**TASK TO COMPLETE**
Filter the entries below, keeping only lines with the word "white".

**STORED DATA**

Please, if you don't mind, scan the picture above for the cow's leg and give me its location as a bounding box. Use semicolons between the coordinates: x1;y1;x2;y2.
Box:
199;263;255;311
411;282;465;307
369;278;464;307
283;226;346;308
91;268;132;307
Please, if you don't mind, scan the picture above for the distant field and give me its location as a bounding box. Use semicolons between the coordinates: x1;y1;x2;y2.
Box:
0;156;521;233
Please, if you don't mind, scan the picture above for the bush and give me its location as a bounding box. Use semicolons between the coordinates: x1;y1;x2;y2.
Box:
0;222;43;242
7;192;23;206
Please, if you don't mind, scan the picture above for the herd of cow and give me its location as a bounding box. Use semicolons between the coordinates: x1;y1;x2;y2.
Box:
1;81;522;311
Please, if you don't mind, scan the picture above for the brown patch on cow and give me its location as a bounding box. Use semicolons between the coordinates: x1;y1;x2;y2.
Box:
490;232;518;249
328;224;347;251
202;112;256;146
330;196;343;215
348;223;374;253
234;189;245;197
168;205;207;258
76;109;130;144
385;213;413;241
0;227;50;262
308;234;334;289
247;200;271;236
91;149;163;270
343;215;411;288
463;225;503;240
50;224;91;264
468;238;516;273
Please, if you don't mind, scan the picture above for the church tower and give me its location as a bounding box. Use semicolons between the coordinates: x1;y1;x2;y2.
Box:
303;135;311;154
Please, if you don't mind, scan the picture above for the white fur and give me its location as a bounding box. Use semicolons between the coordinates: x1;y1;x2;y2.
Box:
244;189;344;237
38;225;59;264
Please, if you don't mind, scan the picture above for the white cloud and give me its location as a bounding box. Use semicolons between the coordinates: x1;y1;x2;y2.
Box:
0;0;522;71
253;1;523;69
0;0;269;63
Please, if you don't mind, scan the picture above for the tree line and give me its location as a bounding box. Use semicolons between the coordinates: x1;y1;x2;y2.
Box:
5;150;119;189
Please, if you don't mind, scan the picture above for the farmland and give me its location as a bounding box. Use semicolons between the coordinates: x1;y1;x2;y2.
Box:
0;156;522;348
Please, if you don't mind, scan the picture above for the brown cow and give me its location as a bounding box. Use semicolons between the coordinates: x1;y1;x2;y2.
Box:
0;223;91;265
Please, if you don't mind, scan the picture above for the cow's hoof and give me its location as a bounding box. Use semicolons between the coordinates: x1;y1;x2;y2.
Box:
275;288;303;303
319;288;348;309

**SOLUTION TO THIS TASK**
Please, if you don't mind, scan the picture above for the white fur and give me its location as a bounding box. Use semicolons between the coordinates: x1;y1;x2;y2.
Please, if you don't mind, scan the picture above for the white cloud and give me its location as a bounding box. Use semicolons between the coordinates: x1;y1;x2;y2.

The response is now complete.